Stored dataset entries
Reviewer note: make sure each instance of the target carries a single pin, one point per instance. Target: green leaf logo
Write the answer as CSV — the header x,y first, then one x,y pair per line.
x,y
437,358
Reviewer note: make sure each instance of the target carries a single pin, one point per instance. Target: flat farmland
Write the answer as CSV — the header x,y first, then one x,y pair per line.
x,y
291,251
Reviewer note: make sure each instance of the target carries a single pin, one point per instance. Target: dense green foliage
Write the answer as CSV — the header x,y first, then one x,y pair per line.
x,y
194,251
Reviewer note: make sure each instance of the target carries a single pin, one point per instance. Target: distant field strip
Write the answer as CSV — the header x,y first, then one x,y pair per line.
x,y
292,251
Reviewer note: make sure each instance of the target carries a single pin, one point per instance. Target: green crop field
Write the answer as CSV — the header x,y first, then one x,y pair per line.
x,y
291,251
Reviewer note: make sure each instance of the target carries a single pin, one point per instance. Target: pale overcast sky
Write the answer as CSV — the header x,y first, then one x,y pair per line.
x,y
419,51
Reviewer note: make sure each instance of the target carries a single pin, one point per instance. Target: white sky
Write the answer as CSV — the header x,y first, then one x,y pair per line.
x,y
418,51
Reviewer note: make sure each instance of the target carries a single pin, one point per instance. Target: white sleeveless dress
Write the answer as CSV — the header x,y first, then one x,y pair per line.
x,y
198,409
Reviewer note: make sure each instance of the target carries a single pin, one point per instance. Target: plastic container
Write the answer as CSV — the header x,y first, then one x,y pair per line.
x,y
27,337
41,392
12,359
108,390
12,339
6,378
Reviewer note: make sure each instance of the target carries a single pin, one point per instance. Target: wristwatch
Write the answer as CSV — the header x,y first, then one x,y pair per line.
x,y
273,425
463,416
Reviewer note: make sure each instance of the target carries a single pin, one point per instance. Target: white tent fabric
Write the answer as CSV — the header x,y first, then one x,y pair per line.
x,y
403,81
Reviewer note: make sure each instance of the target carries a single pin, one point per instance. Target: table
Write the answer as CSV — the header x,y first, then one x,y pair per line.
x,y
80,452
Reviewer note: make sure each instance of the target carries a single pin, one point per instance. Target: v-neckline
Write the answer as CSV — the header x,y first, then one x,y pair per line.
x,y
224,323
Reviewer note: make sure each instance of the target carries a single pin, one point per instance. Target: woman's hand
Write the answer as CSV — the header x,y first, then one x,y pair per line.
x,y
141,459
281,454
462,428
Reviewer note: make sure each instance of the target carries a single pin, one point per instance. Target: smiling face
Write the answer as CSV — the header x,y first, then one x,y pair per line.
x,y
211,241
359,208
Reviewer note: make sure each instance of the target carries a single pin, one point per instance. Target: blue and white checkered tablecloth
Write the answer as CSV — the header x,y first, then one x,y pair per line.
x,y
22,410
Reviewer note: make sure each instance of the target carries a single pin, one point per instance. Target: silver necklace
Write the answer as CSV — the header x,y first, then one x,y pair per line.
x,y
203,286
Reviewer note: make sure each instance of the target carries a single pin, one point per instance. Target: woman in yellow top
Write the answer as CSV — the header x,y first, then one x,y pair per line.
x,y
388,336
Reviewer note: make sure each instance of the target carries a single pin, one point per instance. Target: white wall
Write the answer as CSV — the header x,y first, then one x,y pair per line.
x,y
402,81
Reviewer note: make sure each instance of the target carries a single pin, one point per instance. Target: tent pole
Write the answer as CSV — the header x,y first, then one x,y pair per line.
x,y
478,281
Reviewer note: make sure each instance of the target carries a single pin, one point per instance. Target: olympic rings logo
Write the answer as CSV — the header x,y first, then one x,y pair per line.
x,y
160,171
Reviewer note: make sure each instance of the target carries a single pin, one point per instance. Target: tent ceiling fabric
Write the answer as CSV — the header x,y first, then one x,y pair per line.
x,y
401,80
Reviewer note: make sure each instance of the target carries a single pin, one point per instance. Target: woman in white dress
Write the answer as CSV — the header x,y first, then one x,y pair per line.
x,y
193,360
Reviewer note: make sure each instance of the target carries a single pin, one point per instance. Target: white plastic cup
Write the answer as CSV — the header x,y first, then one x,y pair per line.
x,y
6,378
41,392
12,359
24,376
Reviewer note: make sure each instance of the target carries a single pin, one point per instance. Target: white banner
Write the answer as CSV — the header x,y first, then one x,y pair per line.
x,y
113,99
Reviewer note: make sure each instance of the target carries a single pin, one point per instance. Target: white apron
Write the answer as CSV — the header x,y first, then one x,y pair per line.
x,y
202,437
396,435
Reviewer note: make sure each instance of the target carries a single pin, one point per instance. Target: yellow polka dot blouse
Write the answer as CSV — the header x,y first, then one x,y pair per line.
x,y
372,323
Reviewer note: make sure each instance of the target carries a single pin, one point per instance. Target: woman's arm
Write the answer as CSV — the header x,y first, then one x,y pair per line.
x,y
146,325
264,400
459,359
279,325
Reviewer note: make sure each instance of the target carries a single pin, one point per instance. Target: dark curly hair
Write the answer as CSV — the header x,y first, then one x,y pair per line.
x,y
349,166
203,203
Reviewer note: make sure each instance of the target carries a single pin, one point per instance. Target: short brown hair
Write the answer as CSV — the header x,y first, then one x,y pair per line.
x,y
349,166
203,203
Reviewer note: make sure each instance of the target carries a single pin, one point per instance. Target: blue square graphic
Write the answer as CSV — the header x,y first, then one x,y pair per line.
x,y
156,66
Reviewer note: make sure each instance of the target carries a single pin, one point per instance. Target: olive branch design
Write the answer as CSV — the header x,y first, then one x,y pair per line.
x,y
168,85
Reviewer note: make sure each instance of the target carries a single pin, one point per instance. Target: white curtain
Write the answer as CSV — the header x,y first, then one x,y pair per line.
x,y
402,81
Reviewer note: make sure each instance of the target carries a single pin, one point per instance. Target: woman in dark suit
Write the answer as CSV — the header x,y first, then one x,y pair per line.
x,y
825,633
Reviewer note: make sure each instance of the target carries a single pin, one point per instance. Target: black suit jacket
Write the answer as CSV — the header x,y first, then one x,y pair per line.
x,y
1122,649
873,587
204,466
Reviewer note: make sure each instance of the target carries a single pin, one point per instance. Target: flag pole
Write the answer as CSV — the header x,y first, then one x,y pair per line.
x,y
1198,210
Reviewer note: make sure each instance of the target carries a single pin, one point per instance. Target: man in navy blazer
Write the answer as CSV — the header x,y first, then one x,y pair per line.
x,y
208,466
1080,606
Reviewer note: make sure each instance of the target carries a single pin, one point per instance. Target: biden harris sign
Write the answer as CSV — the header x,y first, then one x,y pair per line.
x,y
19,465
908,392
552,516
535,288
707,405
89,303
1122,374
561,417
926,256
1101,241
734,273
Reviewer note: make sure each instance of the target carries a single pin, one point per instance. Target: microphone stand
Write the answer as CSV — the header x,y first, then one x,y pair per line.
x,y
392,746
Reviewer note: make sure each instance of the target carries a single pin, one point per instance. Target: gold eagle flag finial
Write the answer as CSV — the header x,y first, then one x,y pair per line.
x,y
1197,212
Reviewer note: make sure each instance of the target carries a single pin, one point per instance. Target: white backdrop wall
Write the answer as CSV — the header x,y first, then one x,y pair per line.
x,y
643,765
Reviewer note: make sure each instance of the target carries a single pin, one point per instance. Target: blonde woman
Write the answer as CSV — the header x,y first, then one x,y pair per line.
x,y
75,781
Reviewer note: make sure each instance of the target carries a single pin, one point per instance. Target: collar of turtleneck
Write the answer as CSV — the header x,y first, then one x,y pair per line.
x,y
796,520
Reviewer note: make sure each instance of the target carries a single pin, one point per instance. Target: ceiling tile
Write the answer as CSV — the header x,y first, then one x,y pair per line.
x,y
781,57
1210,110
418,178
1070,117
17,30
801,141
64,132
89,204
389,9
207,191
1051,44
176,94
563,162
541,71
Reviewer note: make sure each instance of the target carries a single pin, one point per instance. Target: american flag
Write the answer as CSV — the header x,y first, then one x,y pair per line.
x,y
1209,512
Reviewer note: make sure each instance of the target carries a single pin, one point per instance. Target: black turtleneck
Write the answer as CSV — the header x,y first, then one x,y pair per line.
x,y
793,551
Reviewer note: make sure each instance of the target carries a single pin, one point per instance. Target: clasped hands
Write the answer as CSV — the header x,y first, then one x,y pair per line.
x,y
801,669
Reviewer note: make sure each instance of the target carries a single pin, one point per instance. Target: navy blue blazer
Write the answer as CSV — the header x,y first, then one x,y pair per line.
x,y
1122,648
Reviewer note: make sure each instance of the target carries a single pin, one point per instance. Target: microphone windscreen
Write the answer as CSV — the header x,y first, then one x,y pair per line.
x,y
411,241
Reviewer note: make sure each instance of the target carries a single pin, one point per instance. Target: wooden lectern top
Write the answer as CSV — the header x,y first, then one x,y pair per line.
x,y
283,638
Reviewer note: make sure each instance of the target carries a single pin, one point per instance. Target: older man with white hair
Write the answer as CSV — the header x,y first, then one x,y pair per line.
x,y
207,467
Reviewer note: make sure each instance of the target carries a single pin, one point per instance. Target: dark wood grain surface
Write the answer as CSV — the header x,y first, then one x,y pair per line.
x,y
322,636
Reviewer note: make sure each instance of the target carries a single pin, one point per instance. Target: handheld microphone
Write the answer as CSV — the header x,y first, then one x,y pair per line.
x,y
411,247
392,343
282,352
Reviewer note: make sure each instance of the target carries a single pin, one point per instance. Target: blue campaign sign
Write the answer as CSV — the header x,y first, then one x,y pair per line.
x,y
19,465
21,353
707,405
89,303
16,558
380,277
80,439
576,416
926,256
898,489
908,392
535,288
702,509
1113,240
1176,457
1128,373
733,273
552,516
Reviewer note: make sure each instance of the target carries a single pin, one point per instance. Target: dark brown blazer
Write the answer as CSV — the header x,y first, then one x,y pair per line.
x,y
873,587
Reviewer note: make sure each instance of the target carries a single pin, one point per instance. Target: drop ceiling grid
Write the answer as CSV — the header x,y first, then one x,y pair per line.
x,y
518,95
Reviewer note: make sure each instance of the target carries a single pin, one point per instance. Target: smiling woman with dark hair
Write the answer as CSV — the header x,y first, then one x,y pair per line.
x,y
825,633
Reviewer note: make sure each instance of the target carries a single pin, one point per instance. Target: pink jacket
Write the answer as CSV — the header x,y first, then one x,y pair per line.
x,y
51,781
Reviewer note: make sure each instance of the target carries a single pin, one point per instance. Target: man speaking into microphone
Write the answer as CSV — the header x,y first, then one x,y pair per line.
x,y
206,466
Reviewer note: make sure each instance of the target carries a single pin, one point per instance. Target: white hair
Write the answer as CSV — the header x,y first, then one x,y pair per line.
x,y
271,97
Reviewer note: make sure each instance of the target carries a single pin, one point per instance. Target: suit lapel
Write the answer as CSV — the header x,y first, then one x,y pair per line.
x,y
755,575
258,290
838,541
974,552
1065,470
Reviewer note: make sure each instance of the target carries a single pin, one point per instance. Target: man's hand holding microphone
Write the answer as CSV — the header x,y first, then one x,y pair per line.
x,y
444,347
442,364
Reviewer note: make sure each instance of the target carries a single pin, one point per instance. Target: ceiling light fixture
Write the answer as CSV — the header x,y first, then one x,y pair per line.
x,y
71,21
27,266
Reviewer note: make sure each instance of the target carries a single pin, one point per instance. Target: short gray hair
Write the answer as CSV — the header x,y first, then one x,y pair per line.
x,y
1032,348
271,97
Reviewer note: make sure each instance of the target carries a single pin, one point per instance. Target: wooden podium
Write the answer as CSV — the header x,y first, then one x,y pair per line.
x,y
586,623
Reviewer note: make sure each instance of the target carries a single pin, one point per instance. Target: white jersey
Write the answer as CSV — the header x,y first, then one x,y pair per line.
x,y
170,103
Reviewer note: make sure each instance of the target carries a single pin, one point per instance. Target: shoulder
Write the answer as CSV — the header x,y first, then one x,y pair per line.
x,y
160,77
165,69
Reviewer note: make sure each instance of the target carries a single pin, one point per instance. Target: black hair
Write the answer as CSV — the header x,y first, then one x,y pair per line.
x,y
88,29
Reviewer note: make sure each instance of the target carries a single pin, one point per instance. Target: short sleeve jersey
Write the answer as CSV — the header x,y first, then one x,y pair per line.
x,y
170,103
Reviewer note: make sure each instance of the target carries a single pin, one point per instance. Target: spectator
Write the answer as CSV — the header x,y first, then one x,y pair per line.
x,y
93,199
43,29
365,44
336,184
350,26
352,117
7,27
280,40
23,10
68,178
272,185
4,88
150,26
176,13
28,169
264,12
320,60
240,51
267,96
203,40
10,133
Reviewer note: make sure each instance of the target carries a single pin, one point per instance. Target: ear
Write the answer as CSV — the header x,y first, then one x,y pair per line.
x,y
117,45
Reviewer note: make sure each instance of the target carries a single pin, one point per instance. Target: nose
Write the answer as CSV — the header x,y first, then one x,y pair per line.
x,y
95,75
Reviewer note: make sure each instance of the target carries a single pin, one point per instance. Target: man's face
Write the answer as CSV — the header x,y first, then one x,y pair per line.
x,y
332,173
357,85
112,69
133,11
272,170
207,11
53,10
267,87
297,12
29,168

◆ Exercise aim:
Rename "Reviewer note" to "Annotator note" in the entries that run from the line holding "Target: man's face" through the end of the entries, both ends included. Write out those lines alone, with nothing else changed.

◆ Answer:
Annotator note: make sure each instance of the target carries a single pin, one point per instance. Target: man's face
Write the answer as CSV — the header x,y first, then one x,y pair per line.
x,y
332,173
357,85
112,69
133,11
272,170
207,11
53,10
267,87
297,12
29,168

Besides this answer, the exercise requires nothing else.